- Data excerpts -
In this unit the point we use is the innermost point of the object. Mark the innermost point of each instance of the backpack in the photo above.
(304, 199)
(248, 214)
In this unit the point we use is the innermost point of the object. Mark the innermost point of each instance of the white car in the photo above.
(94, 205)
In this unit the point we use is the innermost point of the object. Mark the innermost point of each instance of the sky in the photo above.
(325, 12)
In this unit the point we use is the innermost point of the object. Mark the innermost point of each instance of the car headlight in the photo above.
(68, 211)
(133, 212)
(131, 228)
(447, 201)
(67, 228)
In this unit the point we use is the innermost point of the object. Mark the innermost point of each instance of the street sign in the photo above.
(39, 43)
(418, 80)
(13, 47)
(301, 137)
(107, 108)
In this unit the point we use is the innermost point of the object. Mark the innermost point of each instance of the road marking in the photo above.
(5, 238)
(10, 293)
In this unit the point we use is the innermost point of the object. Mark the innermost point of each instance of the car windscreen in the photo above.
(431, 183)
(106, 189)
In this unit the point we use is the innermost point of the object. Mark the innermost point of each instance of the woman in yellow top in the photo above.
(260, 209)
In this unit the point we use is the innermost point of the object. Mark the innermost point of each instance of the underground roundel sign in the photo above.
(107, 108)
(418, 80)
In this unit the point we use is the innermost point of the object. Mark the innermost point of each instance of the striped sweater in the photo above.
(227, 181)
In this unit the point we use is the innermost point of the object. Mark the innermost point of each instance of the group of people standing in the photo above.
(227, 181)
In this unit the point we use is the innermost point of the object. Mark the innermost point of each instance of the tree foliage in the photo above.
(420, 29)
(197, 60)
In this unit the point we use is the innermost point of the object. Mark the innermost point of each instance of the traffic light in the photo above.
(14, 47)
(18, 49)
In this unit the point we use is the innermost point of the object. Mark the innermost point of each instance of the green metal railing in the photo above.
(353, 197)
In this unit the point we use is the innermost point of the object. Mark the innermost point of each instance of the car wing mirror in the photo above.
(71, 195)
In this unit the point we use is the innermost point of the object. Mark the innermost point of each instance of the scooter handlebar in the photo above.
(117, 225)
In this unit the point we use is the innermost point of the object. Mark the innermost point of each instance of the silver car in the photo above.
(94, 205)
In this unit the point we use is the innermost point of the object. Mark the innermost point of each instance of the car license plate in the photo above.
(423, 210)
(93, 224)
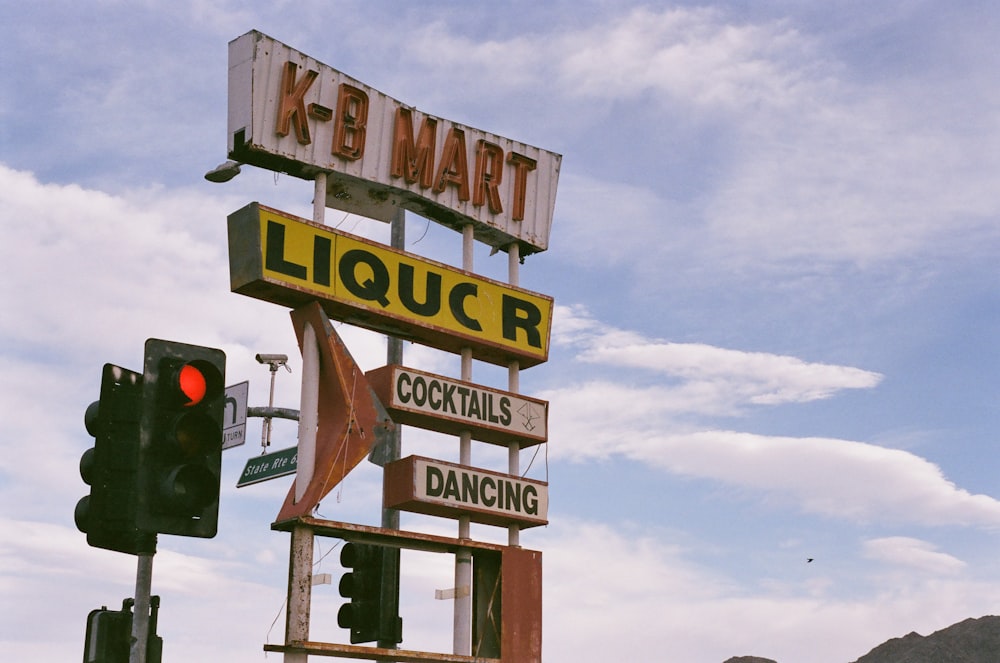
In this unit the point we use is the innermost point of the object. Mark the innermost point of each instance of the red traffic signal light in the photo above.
(181, 439)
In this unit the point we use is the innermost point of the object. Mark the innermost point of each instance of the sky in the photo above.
(773, 261)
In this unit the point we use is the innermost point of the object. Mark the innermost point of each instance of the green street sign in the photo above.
(269, 466)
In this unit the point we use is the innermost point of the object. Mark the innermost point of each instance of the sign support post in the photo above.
(514, 385)
(463, 558)
(301, 544)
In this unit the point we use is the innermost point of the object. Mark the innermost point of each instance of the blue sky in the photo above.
(773, 260)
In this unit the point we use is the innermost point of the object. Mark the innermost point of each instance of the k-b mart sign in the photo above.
(292, 113)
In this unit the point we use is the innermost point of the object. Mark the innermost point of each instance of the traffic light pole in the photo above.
(140, 610)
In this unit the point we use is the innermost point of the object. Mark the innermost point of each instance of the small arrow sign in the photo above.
(235, 432)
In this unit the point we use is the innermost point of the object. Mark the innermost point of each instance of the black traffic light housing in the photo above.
(180, 439)
(107, 514)
(109, 634)
(372, 615)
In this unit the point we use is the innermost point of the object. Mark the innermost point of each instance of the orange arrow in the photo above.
(351, 418)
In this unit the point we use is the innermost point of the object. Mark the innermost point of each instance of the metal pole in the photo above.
(140, 610)
(301, 545)
(300, 561)
(514, 386)
(463, 558)
(390, 517)
(265, 432)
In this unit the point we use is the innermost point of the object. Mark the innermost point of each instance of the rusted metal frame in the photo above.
(373, 653)
(386, 537)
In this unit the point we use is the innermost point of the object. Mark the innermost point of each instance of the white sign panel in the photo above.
(441, 404)
(433, 487)
(235, 415)
(291, 113)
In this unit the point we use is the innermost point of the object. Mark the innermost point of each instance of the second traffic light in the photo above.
(372, 615)
(180, 441)
(107, 514)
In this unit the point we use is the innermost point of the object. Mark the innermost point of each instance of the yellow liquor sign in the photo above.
(290, 261)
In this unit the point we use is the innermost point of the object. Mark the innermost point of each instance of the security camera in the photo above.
(223, 172)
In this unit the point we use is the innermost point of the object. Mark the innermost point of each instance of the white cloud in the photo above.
(914, 554)
(671, 425)
(618, 593)
(714, 380)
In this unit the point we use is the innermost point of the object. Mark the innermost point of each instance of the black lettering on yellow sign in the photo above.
(435, 304)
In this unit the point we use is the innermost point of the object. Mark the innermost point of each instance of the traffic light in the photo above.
(180, 439)
(107, 514)
(109, 634)
(372, 614)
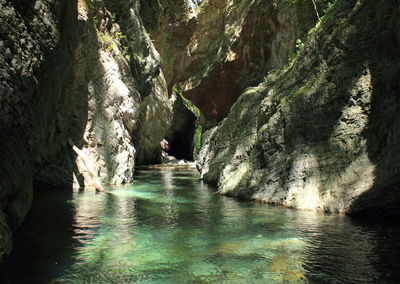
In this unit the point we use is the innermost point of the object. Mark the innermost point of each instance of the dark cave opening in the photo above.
(180, 135)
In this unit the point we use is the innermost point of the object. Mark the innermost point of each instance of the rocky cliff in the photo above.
(324, 132)
(84, 70)
(320, 132)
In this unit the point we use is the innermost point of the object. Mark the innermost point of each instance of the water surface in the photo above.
(169, 227)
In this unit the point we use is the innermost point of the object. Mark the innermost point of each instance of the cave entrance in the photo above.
(181, 134)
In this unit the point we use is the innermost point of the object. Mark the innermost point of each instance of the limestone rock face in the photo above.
(79, 71)
(181, 133)
(325, 133)
(232, 47)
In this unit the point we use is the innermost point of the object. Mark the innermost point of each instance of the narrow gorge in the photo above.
(291, 103)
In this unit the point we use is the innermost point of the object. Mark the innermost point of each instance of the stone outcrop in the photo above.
(84, 70)
(233, 45)
(323, 134)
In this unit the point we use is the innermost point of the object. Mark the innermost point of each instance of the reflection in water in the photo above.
(169, 227)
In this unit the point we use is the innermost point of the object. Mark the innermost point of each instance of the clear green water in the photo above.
(169, 227)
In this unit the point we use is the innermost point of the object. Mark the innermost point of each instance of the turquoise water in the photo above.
(169, 227)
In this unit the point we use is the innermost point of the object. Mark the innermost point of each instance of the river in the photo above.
(170, 227)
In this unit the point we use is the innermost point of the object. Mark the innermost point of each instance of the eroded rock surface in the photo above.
(323, 134)
(73, 69)
(232, 47)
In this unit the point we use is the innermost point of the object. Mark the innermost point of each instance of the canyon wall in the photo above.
(322, 133)
(84, 70)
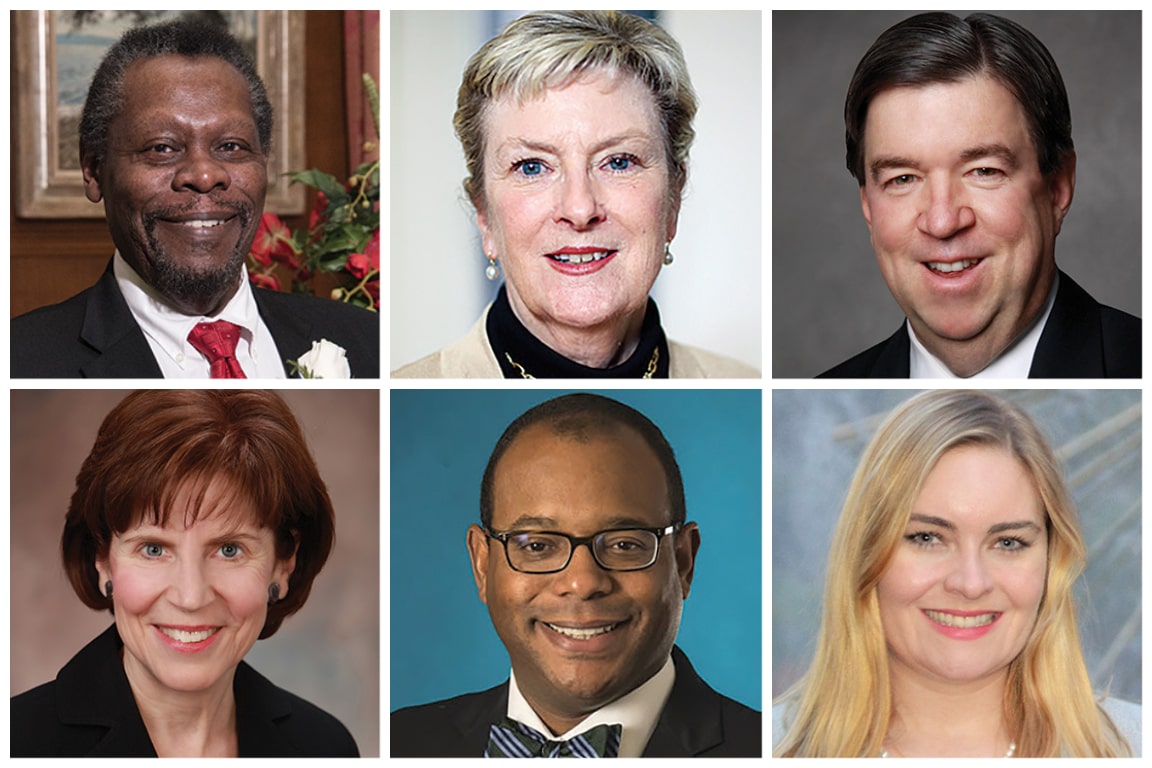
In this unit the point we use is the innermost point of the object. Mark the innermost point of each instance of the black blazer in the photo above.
(89, 712)
(95, 335)
(1082, 340)
(696, 722)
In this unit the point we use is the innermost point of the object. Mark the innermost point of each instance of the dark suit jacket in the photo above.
(1082, 340)
(696, 722)
(95, 335)
(89, 711)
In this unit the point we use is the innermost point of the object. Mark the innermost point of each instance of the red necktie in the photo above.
(217, 341)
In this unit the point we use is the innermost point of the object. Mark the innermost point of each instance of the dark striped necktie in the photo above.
(509, 738)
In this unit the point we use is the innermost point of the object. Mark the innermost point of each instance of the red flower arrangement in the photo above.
(342, 235)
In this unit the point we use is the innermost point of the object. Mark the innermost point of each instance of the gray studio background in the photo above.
(817, 439)
(710, 297)
(327, 653)
(828, 298)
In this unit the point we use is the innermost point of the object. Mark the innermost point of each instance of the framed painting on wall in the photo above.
(55, 54)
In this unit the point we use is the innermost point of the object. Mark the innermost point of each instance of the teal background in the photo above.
(441, 639)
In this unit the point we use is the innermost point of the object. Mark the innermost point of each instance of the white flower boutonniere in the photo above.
(324, 360)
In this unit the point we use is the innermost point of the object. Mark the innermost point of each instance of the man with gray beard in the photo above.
(174, 139)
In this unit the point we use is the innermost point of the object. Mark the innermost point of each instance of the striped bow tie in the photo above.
(512, 739)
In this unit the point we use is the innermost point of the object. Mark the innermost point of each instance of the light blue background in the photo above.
(441, 639)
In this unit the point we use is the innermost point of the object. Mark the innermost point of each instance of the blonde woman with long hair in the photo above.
(949, 625)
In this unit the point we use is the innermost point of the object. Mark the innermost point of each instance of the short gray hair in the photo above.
(551, 48)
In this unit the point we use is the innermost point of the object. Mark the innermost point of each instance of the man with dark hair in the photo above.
(174, 139)
(584, 575)
(959, 134)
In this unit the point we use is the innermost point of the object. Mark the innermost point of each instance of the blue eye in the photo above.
(923, 538)
(529, 167)
(620, 162)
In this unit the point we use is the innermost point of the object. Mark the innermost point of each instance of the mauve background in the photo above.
(327, 653)
(828, 299)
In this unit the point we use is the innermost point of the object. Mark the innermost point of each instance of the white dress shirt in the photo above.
(637, 712)
(1013, 363)
(167, 329)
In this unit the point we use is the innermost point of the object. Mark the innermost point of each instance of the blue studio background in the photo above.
(441, 639)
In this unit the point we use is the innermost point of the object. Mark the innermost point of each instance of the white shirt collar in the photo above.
(166, 328)
(637, 712)
(1014, 363)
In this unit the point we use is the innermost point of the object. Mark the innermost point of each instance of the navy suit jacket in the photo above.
(93, 334)
(89, 711)
(696, 722)
(1082, 340)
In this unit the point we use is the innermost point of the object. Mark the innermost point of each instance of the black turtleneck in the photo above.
(510, 339)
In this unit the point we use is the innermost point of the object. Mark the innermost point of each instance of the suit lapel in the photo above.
(893, 360)
(690, 722)
(289, 331)
(110, 328)
(472, 723)
(1070, 346)
(92, 691)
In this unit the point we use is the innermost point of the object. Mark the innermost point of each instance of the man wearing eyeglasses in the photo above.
(584, 557)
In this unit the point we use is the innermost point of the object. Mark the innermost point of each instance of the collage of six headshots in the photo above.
(574, 569)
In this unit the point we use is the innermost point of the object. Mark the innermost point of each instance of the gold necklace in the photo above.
(648, 374)
(1010, 752)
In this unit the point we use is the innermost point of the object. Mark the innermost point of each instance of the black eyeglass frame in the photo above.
(577, 541)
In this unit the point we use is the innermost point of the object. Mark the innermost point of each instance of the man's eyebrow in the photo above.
(888, 162)
(999, 151)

- TO DO -
Your answer should hold exactly the lines from the one containing "eyebrow in the photo above." to the last line of the data, both included, and no others.

- ANSWER SECTION -
In this unit the point we use is the innermost point of the object. Mark the innermost point of each instance of the man's eyebrow in the photo above.
(888, 162)
(999, 151)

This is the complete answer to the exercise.